(Record set begins)
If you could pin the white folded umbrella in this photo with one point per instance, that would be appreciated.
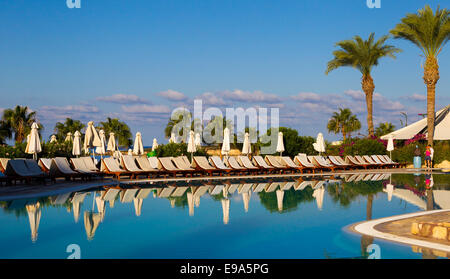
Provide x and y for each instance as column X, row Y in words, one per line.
column 172, row 139
column 76, row 148
column 191, row 144
column 319, row 145
column 246, row 147
column 34, row 143
column 101, row 149
column 198, row 140
column 226, row 142
column 68, row 137
column 138, row 147
column 111, row 143
column 390, row 145
column 91, row 138
column 155, row 144
column 280, row 144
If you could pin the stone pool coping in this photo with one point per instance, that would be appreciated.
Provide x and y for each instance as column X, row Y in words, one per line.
column 371, row 227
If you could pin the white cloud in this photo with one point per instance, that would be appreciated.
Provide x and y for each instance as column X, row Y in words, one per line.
column 307, row 96
column 355, row 94
column 212, row 99
column 248, row 96
column 122, row 99
column 172, row 95
column 146, row 109
column 417, row 97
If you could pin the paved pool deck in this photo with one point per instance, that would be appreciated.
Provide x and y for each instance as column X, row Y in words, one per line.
column 398, row 229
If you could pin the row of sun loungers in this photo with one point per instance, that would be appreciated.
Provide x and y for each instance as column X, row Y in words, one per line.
column 134, row 167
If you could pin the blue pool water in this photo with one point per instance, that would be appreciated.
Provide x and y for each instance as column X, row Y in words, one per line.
column 286, row 219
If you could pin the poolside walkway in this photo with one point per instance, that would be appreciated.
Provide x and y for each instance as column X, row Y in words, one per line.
column 398, row 229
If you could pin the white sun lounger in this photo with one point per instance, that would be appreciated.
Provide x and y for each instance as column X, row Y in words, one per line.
column 259, row 187
column 145, row 165
column 231, row 162
column 128, row 195
column 232, row 188
column 33, row 167
column 181, row 164
column 3, row 164
column 303, row 185
column 272, row 187
column 287, row 185
column 80, row 166
column 89, row 163
column 335, row 161
column 302, row 160
column 166, row 191
column 168, row 166
column 244, row 188
column 246, row 163
column 201, row 163
column 369, row 160
column 218, row 163
column 45, row 164
column 129, row 164
column 215, row 190
column 274, row 162
column 320, row 162
column 352, row 160
column 179, row 191
column 154, row 163
column 110, row 166
column 259, row 161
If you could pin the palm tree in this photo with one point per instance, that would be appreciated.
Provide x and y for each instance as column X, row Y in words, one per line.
column 429, row 31
column 362, row 55
column 5, row 132
column 19, row 120
column 69, row 125
column 384, row 129
column 120, row 129
column 343, row 122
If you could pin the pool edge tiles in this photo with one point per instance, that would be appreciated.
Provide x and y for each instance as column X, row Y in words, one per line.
column 368, row 228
(Record set ends)
Action item
From the listing above, print every entry precisely and drop the pictures.

Task response
If you could pin the white folded umbrella in this photo with one point per instance, that would be appreciated.
Provide x and y for each instance as column X, row Y in words, one per line.
column 172, row 139
column 76, row 148
column 191, row 144
column 319, row 145
column 246, row 147
column 34, row 143
column 101, row 149
column 198, row 140
column 226, row 142
column 68, row 137
column 138, row 147
column 111, row 143
column 390, row 145
column 91, row 138
column 155, row 144
column 280, row 144
If you could pin the stone pool coping in this photo with one point per instance, that would be appreciated.
Provide x and y for each instance as column X, row Y in words, one per line.
column 371, row 227
If you could pin the white cloud in this photo with one point per instance, that would be appreciated.
Provide x and y for each instance as column X, row Y in words, one per line.
column 307, row 96
column 355, row 94
column 212, row 99
column 248, row 96
column 122, row 99
column 172, row 95
column 146, row 109
column 417, row 97
If you could pin the paved pool deck in this photo with one point per instance, that would be appreciated.
Provide x and y for each instance as column X, row Y in words, one per line.
column 398, row 229
If you could pin the row of sun loungers in this photo with one point per instance, that would be appreciated.
Provide x and y for each instance as column X, row Y in words, one per line.
column 134, row 167
If you could pin the blue pool water in this photo with one point per instance, that would be appreciated.
Provide x and y for each instance as column X, row Y in words, one per line.
column 286, row 219
If you could pin the poolside walkway in this photo with one point per instance, that would be appreciated.
Provide x and y for each instance as column X, row Y in words, one per line.
column 398, row 229
If you could pin the white sun lounger in this photo with one point per instance, that would be appreciated.
Provide x and y for each instance as column X, row Y in words, one per line.
column 259, row 187
column 145, row 165
column 231, row 162
column 128, row 195
column 232, row 188
column 33, row 167
column 181, row 164
column 3, row 164
column 303, row 185
column 272, row 187
column 287, row 185
column 80, row 166
column 89, row 163
column 335, row 161
column 302, row 160
column 166, row 191
column 168, row 166
column 244, row 188
column 246, row 163
column 201, row 163
column 369, row 160
column 218, row 163
column 45, row 164
column 129, row 164
column 215, row 190
column 274, row 162
column 320, row 162
column 352, row 160
column 179, row 191
column 154, row 163
column 110, row 166
column 259, row 161
If you could pin the palm tree in this photo with one point per instance, that would be appreciated.
Provide x and y for each instance as column X, row Y in words, one per line.
column 429, row 31
column 362, row 55
column 5, row 132
column 19, row 120
column 69, row 125
column 384, row 129
column 120, row 129
column 343, row 122
If you could pin the pool edge tiles in this photo with one point per instance, that would be appreciated.
Provide x and y for each instance as column X, row Y in words, one per line.
column 368, row 228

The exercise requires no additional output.